=== DOCUMENT EXCERPT ===

United Dems Takes Stand
Against
Tanzania’s Human Rights Abuses
2/14/14 UDSSC Press Release
Vallejo, CA (February 14, 2014) –The United Democrats of Southern Solano County overwhelmingly passed a resolution condemning the Vallejo City Council for its 4-2 vote on Feb. 11 to spend public tax money to send Mayor Osby Davis to travel to Tanzania in March as part of a delegation that includes Sister City officials and a fundamentalist Christian delegation. The mayor himself voted in favor of the expenditure on Feb. 11. The resolution calls on Mayor Davis to recuse himself from such votes in the future, and for Vallejo to end its 20-year Sister City relationship with Bagamoyo, Tanzania, and to reject future requests to pay for travel to the country which has a long history of human rights violations against its citizens.
Tanzania has a record of human rights abuses against LGBT citizens, women, children, religious groups including Christians, the disabled, various ethnicities and others. The most horrific human rights abuses include the dismemberment of albino persons for use in ritual witchcraft. Pregnant school girls have been threatened with court trials. Female genital mutilation is common. Lax labor laws allow children to be used in dangerous industries such as gold mines and even as sex slaves. Tanzania is a hub of human trafficking for forced labor and prostitution for men, women and children. Citizens have been illegally detained by police and military; some have disappeared or been murdered.

=== EXCERPTED RECORDS ===

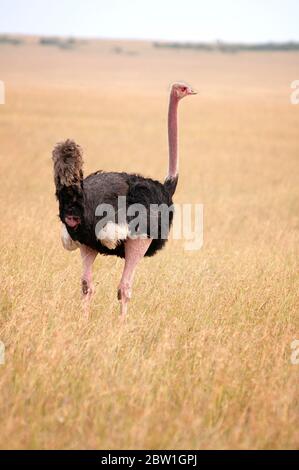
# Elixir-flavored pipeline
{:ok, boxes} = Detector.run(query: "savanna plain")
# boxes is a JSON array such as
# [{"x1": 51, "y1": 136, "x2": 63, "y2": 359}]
[{"x1": 0, "y1": 38, "x2": 299, "y2": 449}]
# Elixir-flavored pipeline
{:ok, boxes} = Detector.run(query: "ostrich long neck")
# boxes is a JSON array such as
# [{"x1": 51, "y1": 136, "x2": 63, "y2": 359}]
[{"x1": 168, "y1": 93, "x2": 179, "y2": 178}]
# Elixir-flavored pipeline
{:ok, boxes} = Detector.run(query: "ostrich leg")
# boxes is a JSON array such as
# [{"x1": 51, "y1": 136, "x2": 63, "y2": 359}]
[
  {"x1": 80, "y1": 245, "x2": 98, "y2": 314},
  {"x1": 117, "y1": 238, "x2": 152, "y2": 320}
]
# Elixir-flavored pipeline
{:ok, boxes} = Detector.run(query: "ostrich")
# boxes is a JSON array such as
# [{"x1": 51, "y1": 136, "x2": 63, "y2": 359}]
[{"x1": 52, "y1": 82, "x2": 196, "y2": 319}]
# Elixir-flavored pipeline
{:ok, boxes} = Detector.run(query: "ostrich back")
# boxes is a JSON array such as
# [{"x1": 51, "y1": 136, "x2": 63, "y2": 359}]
[{"x1": 67, "y1": 171, "x2": 173, "y2": 258}]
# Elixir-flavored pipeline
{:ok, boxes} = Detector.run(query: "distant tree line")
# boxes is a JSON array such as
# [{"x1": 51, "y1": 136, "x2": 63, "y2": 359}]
[
  {"x1": 0, "y1": 34, "x2": 23, "y2": 46},
  {"x1": 153, "y1": 41, "x2": 299, "y2": 53}
]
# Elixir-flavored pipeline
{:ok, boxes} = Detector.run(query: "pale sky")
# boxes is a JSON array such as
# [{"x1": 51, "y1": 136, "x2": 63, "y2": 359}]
[{"x1": 0, "y1": 0, "x2": 299, "y2": 42}]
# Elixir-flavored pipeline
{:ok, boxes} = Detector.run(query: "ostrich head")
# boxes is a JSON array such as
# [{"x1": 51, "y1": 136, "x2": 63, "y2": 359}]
[{"x1": 171, "y1": 82, "x2": 197, "y2": 100}]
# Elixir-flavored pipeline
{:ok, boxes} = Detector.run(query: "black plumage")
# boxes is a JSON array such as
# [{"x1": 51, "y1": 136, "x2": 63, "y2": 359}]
[{"x1": 53, "y1": 140, "x2": 177, "y2": 258}]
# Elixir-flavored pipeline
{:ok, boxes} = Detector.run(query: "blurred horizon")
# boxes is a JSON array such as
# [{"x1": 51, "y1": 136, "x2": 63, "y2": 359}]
[{"x1": 0, "y1": 0, "x2": 299, "y2": 44}]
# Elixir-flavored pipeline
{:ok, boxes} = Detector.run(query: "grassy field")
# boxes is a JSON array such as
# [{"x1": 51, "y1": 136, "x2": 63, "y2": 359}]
[{"x1": 0, "y1": 40, "x2": 299, "y2": 449}]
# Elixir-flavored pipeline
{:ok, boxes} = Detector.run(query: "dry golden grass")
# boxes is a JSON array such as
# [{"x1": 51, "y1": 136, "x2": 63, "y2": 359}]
[{"x1": 0, "y1": 42, "x2": 299, "y2": 449}]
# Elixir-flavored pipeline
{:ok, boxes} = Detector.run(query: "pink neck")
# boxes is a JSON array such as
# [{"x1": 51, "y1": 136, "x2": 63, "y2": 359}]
[{"x1": 168, "y1": 93, "x2": 179, "y2": 177}]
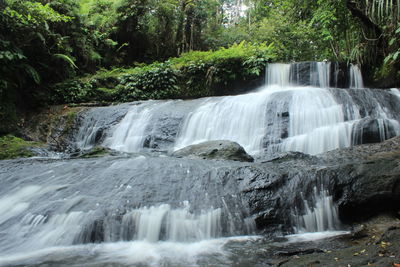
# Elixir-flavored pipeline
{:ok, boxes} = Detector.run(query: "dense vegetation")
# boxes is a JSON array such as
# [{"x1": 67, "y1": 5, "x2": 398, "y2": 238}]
[{"x1": 0, "y1": 0, "x2": 400, "y2": 133}]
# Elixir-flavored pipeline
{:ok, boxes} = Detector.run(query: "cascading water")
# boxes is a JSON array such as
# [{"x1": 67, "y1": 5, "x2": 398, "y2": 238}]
[
  {"x1": 0, "y1": 62, "x2": 400, "y2": 266},
  {"x1": 73, "y1": 62, "x2": 400, "y2": 157}
]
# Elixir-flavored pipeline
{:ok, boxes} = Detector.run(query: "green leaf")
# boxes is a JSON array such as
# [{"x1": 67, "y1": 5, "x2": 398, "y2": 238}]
[{"x1": 54, "y1": 54, "x2": 78, "y2": 69}]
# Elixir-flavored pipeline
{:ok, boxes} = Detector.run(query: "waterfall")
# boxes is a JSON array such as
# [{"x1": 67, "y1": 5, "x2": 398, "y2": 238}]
[
  {"x1": 72, "y1": 62, "x2": 400, "y2": 157},
  {"x1": 121, "y1": 202, "x2": 222, "y2": 242}
]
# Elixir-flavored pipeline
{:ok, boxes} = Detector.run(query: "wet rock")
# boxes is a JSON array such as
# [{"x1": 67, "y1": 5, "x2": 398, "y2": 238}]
[
  {"x1": 172, "y1": 140, "x2": 254, "y2": 162},
  {"x1": 353, "y1": 118, "x2": 396, "y2": 145}
]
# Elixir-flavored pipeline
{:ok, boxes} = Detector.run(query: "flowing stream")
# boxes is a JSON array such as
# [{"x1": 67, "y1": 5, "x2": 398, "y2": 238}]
[{"x1": 0, "y1": 62, "x2": 400, "y2": 266}]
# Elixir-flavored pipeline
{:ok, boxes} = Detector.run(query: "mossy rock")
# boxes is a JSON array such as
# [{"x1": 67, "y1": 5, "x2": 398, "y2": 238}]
[
  {"x1": 78, "y1": 146, "x2": 111, "y2": 158},
  {"x1": 0, "y1": 135, "x2": 43, "y2": 160}
]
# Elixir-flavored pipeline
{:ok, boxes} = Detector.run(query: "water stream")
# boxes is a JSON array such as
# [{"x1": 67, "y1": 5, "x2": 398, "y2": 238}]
[{"x1": 0, "y1": 62, "x2": 400, "y2": 266}]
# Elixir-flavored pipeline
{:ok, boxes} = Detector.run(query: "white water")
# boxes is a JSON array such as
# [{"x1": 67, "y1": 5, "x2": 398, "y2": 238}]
[
  {"x1": 121, "y1": 202, "x2": 222, "y2": 242},
  {"x1": 174, "y1": 89, "x2": 275, "y2": 154},
  {"x1": 89, "y1": 62, "x2": 400, "y2": 155}
]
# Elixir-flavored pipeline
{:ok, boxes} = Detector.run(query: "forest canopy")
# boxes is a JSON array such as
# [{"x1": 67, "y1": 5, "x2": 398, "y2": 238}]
[{"x1": 0, "y1": 0, "x2": 400, "y2": 132}]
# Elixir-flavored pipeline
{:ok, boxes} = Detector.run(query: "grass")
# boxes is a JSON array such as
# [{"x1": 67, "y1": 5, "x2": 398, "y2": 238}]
[{"x1": 0, "y1": 135, "x2": 42, "y2": 160}]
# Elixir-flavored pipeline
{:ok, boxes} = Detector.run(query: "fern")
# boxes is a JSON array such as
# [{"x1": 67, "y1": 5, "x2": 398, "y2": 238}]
[
  {"x1": 54, "y1": 54, "x2": 78, "y2": 69},
  {"x1": 21, "y1": 64, "x2": 42, "y2": 84}
]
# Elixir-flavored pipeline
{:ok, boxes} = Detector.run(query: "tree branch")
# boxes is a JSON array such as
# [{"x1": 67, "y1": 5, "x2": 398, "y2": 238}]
[{"x1": 346, "y1": 0, "x2": 382, "y2": 39}]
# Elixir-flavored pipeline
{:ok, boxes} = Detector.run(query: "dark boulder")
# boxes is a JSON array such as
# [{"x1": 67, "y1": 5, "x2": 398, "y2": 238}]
[{"x1": 172, "y1": 140, "x2": 254, "y2": 162}]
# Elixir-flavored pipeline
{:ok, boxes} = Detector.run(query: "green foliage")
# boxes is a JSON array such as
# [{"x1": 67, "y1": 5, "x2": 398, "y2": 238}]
[
  {"x1": 53, "y1": 42, "x2": 275, "y2": 103},
  {"x1": 0, "y1": 135, "x2": 42, "y2": 160}
]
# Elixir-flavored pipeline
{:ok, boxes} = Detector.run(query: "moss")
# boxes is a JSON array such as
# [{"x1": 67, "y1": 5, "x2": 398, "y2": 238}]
[
  {"x1": 0, "y1": 135, "x2": 42, "y2": 160},
  {"x1": 80, "y1": 146, "x2": 110, "y2": 158},
  {"x1": 50, "y1": 42, "x2": 275, "y2": 104}
]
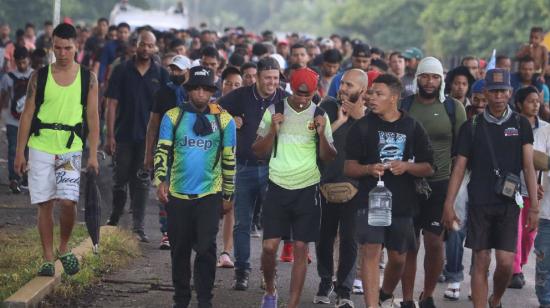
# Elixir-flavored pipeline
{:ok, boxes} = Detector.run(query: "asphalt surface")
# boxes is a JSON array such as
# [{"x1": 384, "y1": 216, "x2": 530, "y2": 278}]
[{"x1": 0, "y1": 125, "x2": 538, "y2": 308}]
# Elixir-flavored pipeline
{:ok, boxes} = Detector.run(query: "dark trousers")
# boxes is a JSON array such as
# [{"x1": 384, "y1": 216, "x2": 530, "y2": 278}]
[
  {"x1": 315, "y1": 196, "x2": 357, "y2": 296},
  {"x1": 166, "y1": 194, "x2": 222, "y2": 307},
  {"x1": 110, "y1": 142, "x2": 149, "y2": 231}
]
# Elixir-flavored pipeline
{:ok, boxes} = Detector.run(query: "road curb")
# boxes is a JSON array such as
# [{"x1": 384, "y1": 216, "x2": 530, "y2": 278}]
[{"x1": 2, "y1": 226, "x2": 117, "y2": 308}]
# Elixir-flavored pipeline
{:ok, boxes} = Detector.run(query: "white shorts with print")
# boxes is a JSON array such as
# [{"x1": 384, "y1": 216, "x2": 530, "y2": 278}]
[{"x1": 29, "y1": 148, "x2": 82, "y2": 204}]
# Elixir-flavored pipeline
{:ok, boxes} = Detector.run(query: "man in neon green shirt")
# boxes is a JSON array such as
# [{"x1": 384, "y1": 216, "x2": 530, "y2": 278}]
[
  {"x1": 252, "y1": 68, "x2": 336, "y2": 308},
  {"x1": 14, "y1": 23, "x2": 99, "y2": 276}
]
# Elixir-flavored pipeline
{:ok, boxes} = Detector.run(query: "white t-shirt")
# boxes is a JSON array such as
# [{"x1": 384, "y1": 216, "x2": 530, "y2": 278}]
[{"x1": 0, "y1": 67, "x2": 32, "y2": 127}]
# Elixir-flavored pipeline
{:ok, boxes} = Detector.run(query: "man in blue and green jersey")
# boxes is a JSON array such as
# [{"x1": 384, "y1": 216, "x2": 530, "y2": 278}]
[{"x1": 155, "y1": 66, "x2": 236, "y2": 307}]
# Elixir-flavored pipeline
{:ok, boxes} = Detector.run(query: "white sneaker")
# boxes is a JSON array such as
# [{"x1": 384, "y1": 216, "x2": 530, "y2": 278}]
[
  {"x1": 380, "y1": 296, "x2": 393, "y2": 308},
  {"x1": 351, "y1": 279, "x2": 364, "y2": 294},
  {"x1": 443, "y1": 282, "x2": 460, "y2": 301}
]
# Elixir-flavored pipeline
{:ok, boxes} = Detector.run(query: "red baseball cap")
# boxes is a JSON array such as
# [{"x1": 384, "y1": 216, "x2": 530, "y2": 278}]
[
  {"x1": 367, "y1": 70, "x2": 381, "y2": 89},
  {"x1": 290, "y1": 67, "x2": 319, "y2": 94}
]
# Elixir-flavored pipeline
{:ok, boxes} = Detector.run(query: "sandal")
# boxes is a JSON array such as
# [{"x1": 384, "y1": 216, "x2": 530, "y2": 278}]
[
  {"x1": 443, "y1": 282, "x2": 460, "y2": 301},
  {"x1": 488, "y1": 295, "x2": 502, "y2": 308},
  {"x1": 59, "y1": 251, "x2": 80, "y2": 275},
  {"x1": 38, "y1": 261, "x2": 55, "y2": 277}
]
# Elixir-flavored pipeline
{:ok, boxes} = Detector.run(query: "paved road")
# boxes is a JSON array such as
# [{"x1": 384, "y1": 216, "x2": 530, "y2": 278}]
[{"x1": 0, "y1": 126, "x2": 538, "y2": 308}]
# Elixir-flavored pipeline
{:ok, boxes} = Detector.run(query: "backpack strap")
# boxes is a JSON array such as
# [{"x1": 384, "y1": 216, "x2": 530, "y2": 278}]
[
  {"x1": 273, "y1": 99, "x2": 285, "y2": 158},
  {"x1": 31, "y1": 65, "x2": 90, "y2": 148},
  {"x1": 313, "y1": 106, "x2": 326, "y2": 171},
  {"x1": 80, "y1": 65, "x2": 90, "y2": 148},
  {"x1": 443, "y1": 96, "x2": 456, "y2": 155},
  {"x1": 400, "y1": 94, "x2": 414, "y2": 112},
  {"x1": 212, "y1": 113, "x2": 225, "y2": 170},
  {"x1": 31, "y1": 65, "x2": 50, "y2": 136}
]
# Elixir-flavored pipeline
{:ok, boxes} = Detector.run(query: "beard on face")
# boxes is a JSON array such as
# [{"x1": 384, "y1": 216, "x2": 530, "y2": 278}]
[
  {"x1": 338, "y1": 91, "x2": 361, "y2": 104},
  {"x1": 418, "y1": 85, "x2": 441, "y2": 99}
]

===

SET OF TASKS:
(a) List the actions that the press release says the resolution calls for.
(b) Translate this sentence from the press release into Spanish: "The mayor himself voted in favor of the expenditure on Feb. 11."
(c) According to the press release, what was the Vallejo City Council's vote count on Feb. 11?

TASK RESULTS:
(a)
- Mayor Davis should recuse himself from such votes in the future.
- Vallejo should end its 20-year Sister City relationship with Bagamoyo, Tanzania.
- Vallejo should reject future requests to pay for travel to Tanzania.

(b) El propio alcalde votó a favor del gasto el 11 de febrero.

(c) 4-2